◆ **YOUR GOAL**: Every record should be repeated exactly, except that pictures are left out.

◆ **RECORD EXTRACTS**:

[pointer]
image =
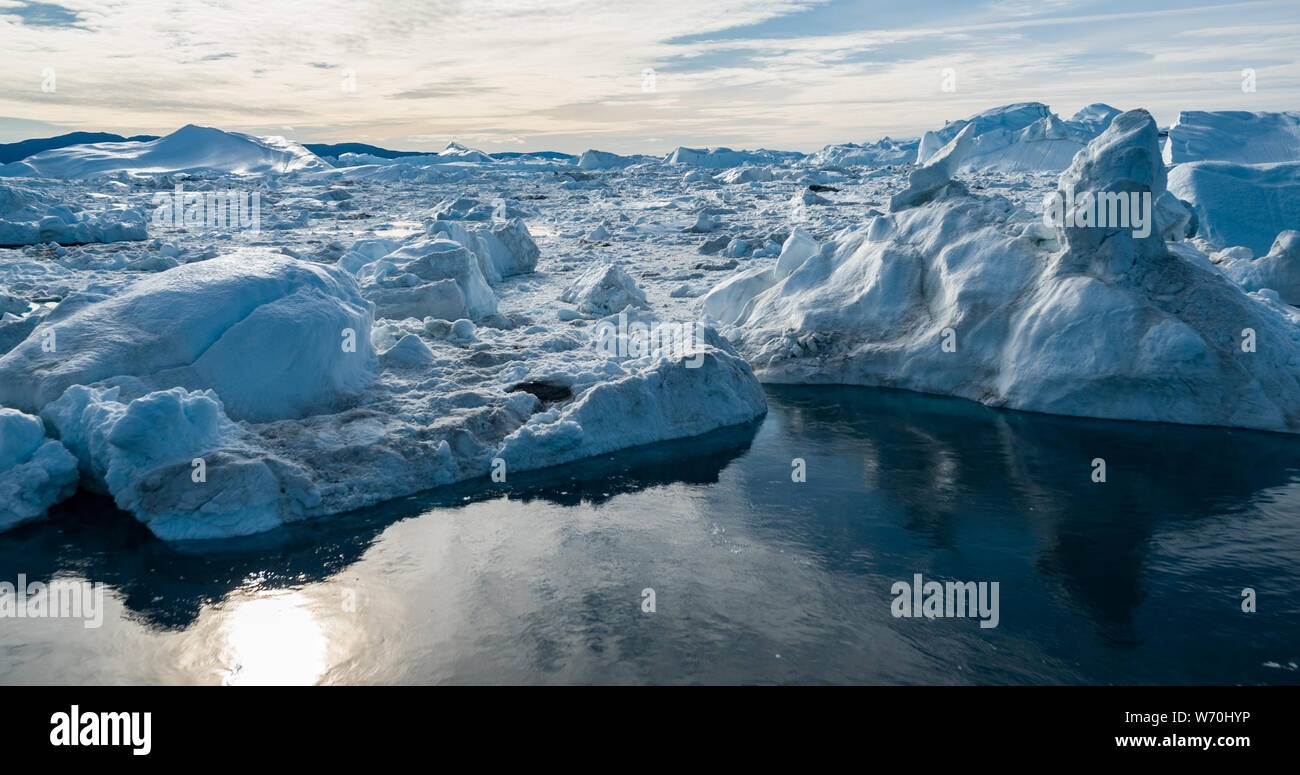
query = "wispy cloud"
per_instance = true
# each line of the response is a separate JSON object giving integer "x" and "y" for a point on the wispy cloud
{"x": 570, "y": 73}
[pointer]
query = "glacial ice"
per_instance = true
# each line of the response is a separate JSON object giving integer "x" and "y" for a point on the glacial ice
{"x": 404, "y": 324}
{"x": 263, "y": 330}
{"x": 1239, "y": 204}
{"x": 190, "y": 148}
{"x": 1238, "y": 137}
{"x": 35, "y": 471}
{"x": 965, "y": 295}
{"x": 33, "y": 217}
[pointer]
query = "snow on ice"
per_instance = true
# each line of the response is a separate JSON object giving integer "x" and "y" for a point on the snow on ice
{"x": 402, "y": 324}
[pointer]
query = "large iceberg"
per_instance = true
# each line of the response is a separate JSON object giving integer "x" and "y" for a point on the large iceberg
{"x": 1239, "y": 204}
{"x": 33, "y": 217}
{"x": 973, "y": 297}
{"x": 190, "y": 148}
{"x": 1022, "y": 137}
{"x": 272, "y": 336}
{"x": 1234, "y": 135}
{"x": 35, "y": 472}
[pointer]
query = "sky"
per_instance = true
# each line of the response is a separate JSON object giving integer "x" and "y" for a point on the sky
{"x": 623, "y": 76}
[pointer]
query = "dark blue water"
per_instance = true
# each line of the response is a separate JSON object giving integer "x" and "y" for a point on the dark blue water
{"x": 755, "y": 577}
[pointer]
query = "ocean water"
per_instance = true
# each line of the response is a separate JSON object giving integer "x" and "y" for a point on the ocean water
{"x": 755, "y": 577}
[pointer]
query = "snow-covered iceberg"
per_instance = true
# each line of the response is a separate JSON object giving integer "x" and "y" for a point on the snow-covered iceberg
{"x": 883, "y": 152}
{"x": 33, "y": 217}
{"x": 428, "y": 278}
{"x": 35, "y": 471}
{"x": 1240, "y": 204}
{"x": 1239, "y": 137}
{"x": 973, "y": 297}
{"x": 272, "y": 336}
{"x": 724, "y": 157}
{"x": 1022, "y": 137}
{"x": 1278, "y": 271}
{"x": 190, "y": 148}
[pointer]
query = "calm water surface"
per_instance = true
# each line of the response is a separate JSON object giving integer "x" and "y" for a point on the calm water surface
{"x": 757, "y": 579}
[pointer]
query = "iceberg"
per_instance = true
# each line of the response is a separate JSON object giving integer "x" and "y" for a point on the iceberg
{"x": 268, "y": 333}
{"x": 1234, "y": 135}
{"x": 35, "y": 471}
{"x": 190, "y": 150}
{"x": 971, "y": 297}
{"x": 1239, "y": 204}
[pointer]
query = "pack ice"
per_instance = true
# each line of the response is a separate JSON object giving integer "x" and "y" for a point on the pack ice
{"x": 962, "y": 294}
{"x": 190, "y": 148}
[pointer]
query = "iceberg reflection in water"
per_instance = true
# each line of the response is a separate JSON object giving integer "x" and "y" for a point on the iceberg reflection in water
{"x": 755, "y": 577}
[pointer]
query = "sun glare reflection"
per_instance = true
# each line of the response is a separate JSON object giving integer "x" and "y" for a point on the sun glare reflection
{"x": 273, "y": 640}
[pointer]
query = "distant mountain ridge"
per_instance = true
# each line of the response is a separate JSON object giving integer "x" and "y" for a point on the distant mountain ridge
{"x": 24, "y": 148}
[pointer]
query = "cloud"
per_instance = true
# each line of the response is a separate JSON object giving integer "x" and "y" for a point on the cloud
{"x": 779, "y": 73}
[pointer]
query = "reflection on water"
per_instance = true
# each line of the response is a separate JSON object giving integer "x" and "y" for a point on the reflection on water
{"x": 271, "y": 640}
{"x": 757, "y": 577}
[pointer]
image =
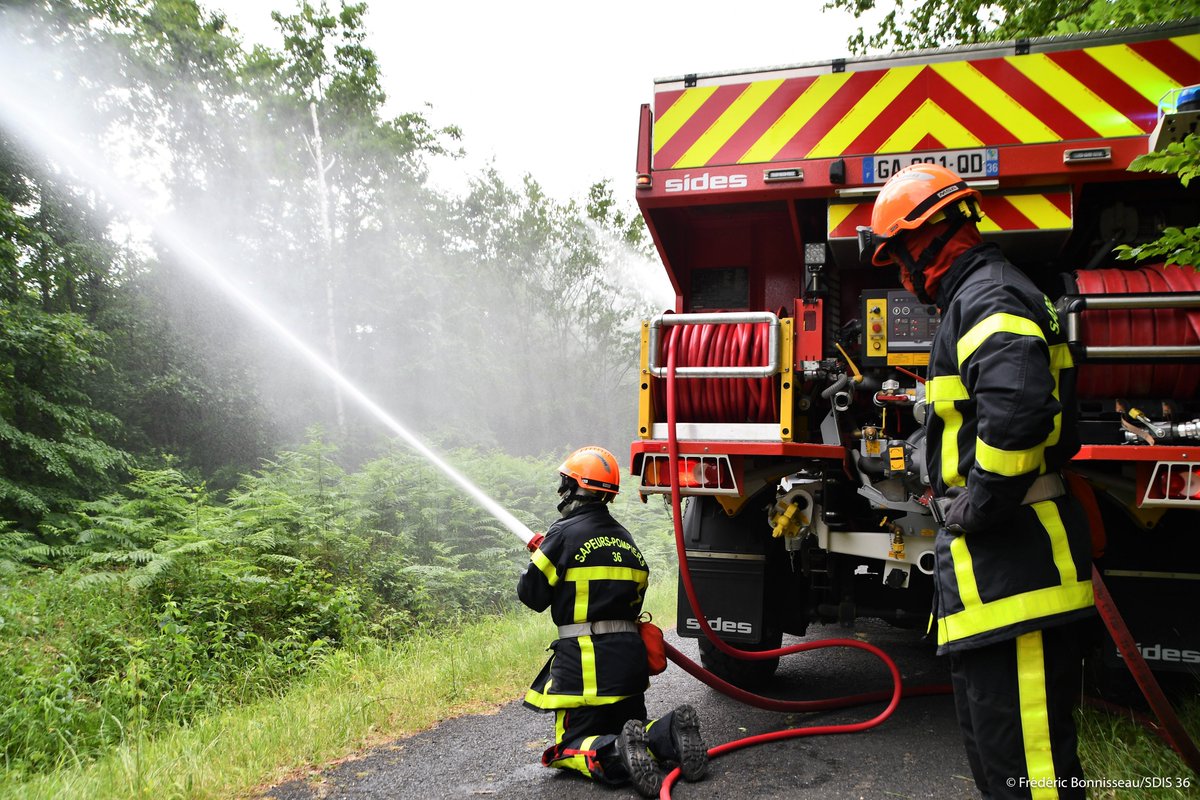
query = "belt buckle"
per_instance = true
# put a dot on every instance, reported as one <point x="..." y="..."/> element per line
<point x="937" y="506"/>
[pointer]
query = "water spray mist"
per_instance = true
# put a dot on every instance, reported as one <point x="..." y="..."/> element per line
<point x="23" y="116"/>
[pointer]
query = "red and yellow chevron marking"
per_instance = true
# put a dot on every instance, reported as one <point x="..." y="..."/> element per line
<point x="1002" y="214"/>
<point x="1087" y="94"/>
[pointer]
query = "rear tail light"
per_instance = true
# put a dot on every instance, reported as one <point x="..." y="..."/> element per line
<point x="696" y="475"/>
<point x="1174" y="483"/>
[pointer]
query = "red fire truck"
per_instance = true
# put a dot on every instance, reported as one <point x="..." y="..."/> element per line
<point x="797" y="370"/>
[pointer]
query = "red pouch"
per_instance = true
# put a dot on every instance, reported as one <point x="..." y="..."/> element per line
<point x="655" y="648"/>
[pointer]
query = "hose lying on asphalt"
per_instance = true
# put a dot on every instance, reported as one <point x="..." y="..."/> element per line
<point x="750" y="698"/>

◆ **WRITTEN REPLY**:
[pointer]
image =
query = "wispy cloud"
per_instance = true
# each line of the response is a separate JSON object giving integer "x" and "y" for a point on the wispy cloud
{"x": 570, "y": 73}
[pointer]
query = "glacial ice"
per_instance = true
# each line of the response is a separate JSON object giving integer "x" and "y" for a point on the glacial ice
{"x": 404, "y": 324}
{"x": 263, "y": 330}
{"x": 1239, "y": 204}
{"x": 190, "y": 148}
{"x": 1238, "y": 137}
{"x": 35, "y": 471}
{"x": 965, "y": 295}
{"x": 33, "y": 217}
[pointer]
query = "snow on ice"
per_instance = true
# each line of the response is a separate JSON object giving integer "x" and "y" for a point on the snow on ice
{"x": 402, "y": 324}
[pointer]
query = "large iceberg"
per_instance = true
# each line of the response is a separate JSON object giving integer "x" and "y" for a point on the large iceberg
{"x": 1239, "y": 204}
{"x": 33, "y": 217}
{"x": 973, "y": 297}
{"x": 190, "y": 148}
{"x": 1022, "y": 137}
{"x": 272, "y": 336}
{"x": 1234, "y": 135}
{"x": 35, "y": 472}
[pointer]
query = "sky"
per_instance = true
# each line of the response is a separate JSON object giving integer "x" and "y" for a point on the sky
{"x": 623, "y": 76}
[pointer]
query = "dark blue water"
per_instance = true
# each line of the response is a separate JSON object giving integer "x" and "y" for a point on the dark blue water
{"x": 755, "y": 577}
[pointer]
query = "ocean water"
per_instance = true
# each line of the response is a separate JSON object giving integer "x" and "y" for a point on the ocean water
{"x": 755, "y": 577}
[pointer]
query = "snow-covered iceberg"
per_instance = true
# each line of the response is a separate JSON object giving integer "x" and "y" for a point on the snow-covered iceberg
{"x": 883, "y": 152}
{"x": 33, "y": 217}
{"x": 428, "y": 278}
{"x": 35, "y": 471}
{"x": 1240, "y": 204}
{"x": 1239, "y": 137}
{"x": 973, "y": 297}
{"x": 272, "y": 336}
{"x": 724, "y": 157}
{"x": 1022, "y": 137}
{"x": 1278, "y": 271}
{"x": 190, "y": 148}
[pointer]
query = "calm water surface"
per_instance = true
# each line of the response is a separate JSON object giving integer "x" and "y" for a point on the calm water surface
{"x": 757, "y": 579}
[pointer]
query = "iceberg"
per_instance = true
# each line of the response is a separate JSON object giving integer "x" and "y" for a point on the iceberg
{"x": 268, "y": 333}
{"x": 1234, "y": 135}
{"x": 35, "y": 471}
{"x": 190, "y": 150}
{"x": 971, "y": 297}
{"x": 1239, "y": 204}
[pointer]
query = "pack ice"
per_instance = true
# each line of the response is a separate JSON object giving integer "x" and "y" for a point on the pack ice
{"x": 962, "y": 294}
{"x": 190, "y": 148}
[pointer]
query = "iceberg reflection in water"
per_instance = true
# each line of the response is a separate JSON object giving integer "x" and "y" for a point on the iceberg reflection in water
{"x": 755, "y": 577}
[pointer]
query = "sun glare reflection"
per_instance = true
# each line of the response is a separate JSON object giving integer "x" and "y" for a point on the sun glare reflection
{"x": 273, "y": 640}
[pointer]
query = "distant mountain ridge"
per_instance = true
# each line of the response is a separate JSON object giving integer "x" and "y" for a point on the distant mountain ridge
{"x": 24, "y": 148}
[pointer]
query = "cloud"
per_instance = true
# each line of the response is a separate JSON object giving integer "x" and "y" for a point on the cloud
{"x": 779, "y": 73}
[pointer]
query = "reflection on water"
per_instance = true
# each line of the response is a separate JSON object giving integer "x" and "y" for a point on the reflection on water
{"x": 271, "y": 640}
{"x": 757, "y": 577}
[pointer]
image =
query = "belt buckle"
per_instance = true
# put a dot on every instance, reported as one <point x="..." y="..."/> element per line
<point x="937" y="506"/>
[pointer]
query = "water spray mist"
per_instance = true
# put a dot on every instance, reported as one <point x="..." y="..."/> element per line
<point x="23" y="116"/>
[pointer]
query = "red and yellow chevron marking"
per_instance = true
# put a dot on every instance, reported as one <point x="..." y="..."/> element per line
<point x="1002" y="214"/>
<point x="1087" y="94"/>
[pointer]
query = "rear tail light"
per_instance = true
# put a dot on every instance, reported as one <point x="..." y="..."/> element per line
<point x="696" y="475"/>
<point x="1174" y="483"/>
[pointer]
query = "red fire truck"
per_instance = true
# put a dot on every instance, reported as one <point x="..." y="..."/> element per line
<point x="797" y="370"/>
[pointer]
query = "red pouch"
per_instance = true
# put a dot on every instance, reported as one <point x="..." y="..."/> element per line
<point x="655" y="648"/>
[pointer]
query = "hose lying on asphalt"
per_instance = true
# put a dot on every instance, reported as one <point x="..." y="..."/> element per line
<point x="750" y="698"/>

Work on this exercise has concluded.